§ Task directions
Reproduce verbatim only the lines from the one containing "Target: pink and white backpack" through the last line below, both included.
++++++++++++++++++++
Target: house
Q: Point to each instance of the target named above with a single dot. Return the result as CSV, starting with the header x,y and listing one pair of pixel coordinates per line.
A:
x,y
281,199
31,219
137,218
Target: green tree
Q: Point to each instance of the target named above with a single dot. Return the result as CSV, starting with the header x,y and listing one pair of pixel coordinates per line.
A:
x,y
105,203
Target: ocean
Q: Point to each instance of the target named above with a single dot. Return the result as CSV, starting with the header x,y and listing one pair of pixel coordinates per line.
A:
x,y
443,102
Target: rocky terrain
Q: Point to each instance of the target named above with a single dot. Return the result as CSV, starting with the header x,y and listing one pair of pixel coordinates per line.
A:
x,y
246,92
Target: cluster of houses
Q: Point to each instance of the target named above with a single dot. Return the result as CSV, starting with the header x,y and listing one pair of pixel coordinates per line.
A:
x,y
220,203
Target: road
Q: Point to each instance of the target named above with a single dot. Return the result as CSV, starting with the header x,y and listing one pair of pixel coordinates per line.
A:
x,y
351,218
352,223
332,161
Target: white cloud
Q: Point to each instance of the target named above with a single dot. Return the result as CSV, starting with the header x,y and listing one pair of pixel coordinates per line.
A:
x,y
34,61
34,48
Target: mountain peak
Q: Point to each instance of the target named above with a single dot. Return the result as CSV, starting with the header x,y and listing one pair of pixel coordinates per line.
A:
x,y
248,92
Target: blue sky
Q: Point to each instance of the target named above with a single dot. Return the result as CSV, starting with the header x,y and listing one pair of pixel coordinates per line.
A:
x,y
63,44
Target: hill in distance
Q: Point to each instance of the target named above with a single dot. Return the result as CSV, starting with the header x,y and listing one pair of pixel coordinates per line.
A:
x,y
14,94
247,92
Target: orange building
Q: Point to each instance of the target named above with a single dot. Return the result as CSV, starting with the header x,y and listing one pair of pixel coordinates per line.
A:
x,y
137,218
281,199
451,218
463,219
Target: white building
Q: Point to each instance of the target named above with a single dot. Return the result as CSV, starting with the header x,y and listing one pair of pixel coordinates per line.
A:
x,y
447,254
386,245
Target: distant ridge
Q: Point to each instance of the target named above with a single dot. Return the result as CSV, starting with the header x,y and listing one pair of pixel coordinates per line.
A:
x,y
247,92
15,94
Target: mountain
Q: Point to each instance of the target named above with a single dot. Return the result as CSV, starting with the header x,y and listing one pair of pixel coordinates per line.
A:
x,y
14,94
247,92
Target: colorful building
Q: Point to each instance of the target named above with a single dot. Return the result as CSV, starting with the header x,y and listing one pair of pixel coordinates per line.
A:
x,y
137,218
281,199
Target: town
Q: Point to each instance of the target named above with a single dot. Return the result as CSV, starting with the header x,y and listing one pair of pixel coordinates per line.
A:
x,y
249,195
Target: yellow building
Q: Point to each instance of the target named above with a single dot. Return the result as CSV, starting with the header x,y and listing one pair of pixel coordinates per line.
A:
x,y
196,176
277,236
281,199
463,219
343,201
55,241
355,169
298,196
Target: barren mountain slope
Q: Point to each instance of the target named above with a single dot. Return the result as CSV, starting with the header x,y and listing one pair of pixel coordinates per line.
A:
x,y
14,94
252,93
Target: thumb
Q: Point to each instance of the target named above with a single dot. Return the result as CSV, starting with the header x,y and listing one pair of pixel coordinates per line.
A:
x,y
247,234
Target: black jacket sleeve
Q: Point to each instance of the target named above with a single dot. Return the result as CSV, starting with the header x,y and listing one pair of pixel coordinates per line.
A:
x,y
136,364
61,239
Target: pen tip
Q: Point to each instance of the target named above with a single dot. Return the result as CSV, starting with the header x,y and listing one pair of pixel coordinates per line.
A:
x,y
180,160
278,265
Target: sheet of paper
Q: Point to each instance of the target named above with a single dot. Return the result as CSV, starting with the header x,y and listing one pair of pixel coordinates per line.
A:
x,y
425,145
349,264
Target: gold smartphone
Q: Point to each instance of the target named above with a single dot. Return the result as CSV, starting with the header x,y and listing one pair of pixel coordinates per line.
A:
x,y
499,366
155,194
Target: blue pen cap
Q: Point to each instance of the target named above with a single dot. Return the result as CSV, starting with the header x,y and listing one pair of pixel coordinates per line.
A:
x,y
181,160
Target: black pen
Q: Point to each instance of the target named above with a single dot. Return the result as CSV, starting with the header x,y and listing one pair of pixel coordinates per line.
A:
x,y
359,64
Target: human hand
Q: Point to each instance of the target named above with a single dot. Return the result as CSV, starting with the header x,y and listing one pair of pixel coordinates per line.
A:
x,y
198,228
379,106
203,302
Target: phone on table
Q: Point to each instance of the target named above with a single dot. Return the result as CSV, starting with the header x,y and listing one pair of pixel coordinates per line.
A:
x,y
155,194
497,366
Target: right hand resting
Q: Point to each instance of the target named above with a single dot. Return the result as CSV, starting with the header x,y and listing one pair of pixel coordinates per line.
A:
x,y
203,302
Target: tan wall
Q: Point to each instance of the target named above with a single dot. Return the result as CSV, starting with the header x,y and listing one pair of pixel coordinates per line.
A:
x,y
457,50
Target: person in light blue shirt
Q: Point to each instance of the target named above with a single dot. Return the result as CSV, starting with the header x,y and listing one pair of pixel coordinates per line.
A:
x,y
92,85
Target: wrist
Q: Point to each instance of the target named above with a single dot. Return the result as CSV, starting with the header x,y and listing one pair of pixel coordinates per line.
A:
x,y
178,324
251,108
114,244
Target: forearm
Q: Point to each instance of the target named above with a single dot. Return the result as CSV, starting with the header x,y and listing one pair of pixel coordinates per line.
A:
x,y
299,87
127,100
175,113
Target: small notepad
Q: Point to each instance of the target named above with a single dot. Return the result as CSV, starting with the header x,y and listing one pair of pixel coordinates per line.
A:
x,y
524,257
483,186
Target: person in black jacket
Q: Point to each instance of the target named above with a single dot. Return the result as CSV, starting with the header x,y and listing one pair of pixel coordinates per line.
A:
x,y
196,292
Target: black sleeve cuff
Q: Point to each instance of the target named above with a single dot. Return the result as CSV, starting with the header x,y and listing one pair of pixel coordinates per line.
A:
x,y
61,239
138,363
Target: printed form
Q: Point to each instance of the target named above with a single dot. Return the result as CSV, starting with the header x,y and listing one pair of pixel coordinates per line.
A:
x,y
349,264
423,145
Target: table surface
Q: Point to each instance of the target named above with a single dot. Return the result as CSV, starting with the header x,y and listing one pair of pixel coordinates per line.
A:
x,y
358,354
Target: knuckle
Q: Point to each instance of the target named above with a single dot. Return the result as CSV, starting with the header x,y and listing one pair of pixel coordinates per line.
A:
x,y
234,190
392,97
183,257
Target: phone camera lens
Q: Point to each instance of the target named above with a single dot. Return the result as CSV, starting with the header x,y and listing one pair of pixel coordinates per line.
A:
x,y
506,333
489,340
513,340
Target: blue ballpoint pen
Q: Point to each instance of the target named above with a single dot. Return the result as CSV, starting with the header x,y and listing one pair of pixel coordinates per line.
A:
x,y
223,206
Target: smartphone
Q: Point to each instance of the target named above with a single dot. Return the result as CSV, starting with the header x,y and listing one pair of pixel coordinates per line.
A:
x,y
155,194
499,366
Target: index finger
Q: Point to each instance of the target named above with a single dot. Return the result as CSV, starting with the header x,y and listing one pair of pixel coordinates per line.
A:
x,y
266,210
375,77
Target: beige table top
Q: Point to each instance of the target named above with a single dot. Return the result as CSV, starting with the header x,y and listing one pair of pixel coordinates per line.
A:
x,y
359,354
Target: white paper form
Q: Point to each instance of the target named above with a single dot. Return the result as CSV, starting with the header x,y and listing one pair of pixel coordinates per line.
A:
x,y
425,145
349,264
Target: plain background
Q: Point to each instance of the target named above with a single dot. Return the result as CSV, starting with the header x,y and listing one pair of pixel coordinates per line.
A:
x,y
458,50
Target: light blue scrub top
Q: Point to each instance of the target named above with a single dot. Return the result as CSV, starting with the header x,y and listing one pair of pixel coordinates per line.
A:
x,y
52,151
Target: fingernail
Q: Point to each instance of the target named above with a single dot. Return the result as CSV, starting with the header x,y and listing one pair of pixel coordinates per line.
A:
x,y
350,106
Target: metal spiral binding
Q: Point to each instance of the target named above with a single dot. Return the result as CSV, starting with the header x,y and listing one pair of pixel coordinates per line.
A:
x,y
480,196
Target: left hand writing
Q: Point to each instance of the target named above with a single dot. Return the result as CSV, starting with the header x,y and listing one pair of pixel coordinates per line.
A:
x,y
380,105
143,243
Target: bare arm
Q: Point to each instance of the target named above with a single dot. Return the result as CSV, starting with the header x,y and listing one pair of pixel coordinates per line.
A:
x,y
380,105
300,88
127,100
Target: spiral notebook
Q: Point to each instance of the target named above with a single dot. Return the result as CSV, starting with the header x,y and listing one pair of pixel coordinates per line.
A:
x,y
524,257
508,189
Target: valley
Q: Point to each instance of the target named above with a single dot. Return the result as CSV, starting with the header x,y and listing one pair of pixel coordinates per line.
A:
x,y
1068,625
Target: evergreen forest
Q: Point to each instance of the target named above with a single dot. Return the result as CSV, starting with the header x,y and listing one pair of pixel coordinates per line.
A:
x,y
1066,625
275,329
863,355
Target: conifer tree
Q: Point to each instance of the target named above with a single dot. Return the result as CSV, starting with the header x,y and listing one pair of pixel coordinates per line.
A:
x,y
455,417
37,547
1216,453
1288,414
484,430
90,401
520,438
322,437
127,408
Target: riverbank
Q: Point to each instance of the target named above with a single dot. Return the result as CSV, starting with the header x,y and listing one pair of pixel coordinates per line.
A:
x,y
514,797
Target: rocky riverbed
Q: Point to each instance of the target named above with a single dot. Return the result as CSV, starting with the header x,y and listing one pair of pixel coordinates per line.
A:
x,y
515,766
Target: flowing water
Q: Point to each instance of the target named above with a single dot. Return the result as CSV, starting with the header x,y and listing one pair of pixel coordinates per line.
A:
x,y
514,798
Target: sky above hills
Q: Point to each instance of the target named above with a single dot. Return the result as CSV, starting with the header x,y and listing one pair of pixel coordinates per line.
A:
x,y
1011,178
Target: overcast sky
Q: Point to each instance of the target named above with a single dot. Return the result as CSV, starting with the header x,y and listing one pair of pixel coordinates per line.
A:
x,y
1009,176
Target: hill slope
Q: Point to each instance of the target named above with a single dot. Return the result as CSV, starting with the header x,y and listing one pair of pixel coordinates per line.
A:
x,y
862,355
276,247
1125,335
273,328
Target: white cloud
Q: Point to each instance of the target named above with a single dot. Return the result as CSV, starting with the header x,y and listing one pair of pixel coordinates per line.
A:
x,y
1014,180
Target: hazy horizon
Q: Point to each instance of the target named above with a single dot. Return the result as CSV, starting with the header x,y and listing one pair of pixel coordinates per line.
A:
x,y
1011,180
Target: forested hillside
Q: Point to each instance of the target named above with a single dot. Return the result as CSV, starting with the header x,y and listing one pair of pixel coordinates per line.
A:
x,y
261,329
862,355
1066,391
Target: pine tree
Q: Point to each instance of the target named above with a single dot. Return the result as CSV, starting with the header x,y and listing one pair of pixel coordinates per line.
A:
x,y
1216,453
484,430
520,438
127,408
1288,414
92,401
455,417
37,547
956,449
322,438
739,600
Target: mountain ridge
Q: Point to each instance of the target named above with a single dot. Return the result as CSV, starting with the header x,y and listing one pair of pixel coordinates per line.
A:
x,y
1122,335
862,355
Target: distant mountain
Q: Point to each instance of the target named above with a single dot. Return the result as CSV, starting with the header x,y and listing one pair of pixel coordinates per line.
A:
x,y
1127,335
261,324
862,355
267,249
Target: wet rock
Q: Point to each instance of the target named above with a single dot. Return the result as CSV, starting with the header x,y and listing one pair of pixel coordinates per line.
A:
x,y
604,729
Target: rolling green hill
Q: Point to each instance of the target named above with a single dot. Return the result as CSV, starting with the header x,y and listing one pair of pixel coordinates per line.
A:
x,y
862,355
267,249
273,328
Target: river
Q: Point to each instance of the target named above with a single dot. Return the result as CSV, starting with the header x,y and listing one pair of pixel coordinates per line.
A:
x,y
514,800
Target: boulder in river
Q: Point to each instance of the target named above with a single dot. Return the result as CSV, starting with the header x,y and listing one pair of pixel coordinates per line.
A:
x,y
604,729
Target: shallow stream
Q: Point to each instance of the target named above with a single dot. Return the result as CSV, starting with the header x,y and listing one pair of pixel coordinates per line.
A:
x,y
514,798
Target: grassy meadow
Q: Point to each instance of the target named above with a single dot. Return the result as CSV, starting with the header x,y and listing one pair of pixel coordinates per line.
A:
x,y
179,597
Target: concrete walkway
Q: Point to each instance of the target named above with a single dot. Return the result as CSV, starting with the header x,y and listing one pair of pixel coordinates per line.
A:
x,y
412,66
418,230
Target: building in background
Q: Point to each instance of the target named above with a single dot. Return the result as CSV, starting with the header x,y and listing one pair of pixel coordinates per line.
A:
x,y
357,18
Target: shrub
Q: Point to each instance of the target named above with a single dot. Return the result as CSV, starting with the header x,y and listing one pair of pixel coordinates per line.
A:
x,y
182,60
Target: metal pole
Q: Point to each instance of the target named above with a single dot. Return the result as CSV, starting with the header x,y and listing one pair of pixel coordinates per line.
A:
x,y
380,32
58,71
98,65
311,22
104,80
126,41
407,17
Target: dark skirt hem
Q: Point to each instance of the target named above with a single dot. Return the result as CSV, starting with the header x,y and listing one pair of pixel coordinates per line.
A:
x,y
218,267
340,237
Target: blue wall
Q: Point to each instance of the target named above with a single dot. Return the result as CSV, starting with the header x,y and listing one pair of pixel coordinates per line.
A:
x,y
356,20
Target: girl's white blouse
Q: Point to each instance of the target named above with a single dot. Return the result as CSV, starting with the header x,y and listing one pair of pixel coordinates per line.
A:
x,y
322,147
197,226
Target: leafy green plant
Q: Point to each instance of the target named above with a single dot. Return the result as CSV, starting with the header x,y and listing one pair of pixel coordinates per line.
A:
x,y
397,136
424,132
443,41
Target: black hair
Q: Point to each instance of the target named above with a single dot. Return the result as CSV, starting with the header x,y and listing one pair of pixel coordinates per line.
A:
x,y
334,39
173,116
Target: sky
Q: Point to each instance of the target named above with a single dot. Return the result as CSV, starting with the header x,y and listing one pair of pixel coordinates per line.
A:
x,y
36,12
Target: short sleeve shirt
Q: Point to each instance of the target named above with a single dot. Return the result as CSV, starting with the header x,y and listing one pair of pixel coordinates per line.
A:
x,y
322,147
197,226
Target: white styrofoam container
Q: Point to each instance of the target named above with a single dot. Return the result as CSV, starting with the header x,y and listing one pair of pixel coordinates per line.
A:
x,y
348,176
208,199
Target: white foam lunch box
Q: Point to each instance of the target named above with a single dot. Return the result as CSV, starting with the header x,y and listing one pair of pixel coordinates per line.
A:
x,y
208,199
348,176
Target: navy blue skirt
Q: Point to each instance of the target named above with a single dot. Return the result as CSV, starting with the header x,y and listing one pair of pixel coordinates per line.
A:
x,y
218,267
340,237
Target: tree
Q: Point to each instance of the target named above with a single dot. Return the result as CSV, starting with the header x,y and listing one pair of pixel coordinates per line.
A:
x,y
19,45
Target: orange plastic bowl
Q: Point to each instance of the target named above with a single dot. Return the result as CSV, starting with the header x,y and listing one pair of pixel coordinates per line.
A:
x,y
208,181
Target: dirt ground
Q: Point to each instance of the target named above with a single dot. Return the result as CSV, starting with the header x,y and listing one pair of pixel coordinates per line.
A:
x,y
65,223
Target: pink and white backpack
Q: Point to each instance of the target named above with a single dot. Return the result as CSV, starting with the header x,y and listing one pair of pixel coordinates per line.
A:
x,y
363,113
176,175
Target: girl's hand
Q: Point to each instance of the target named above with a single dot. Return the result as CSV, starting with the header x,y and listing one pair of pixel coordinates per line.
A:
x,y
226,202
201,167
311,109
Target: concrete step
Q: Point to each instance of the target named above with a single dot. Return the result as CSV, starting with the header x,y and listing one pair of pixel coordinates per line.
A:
++++++++++++++++++++
§ Correct result
Target: pink and white backpack
Q: Point to each instance of the target named above with a single dot. Return the result as CSV, starting with the header x,y and listing one pair of pixel coordinates per line.
A:
x,y
363,113
176,175
Target: girl's hand
Q: Point to each instance of the target named above with a single dot. Return the result as CSV, starting with the header x,y and listing one pair of pixel coordinates per line.
A:
x,y
226,202
201,167
311,109
Target: concrete step
Q: Point to each instance of the target named above with a single dot. Return the result as CSV, starting with the header x,y and listing one pair of pixel coordinates per line.
A:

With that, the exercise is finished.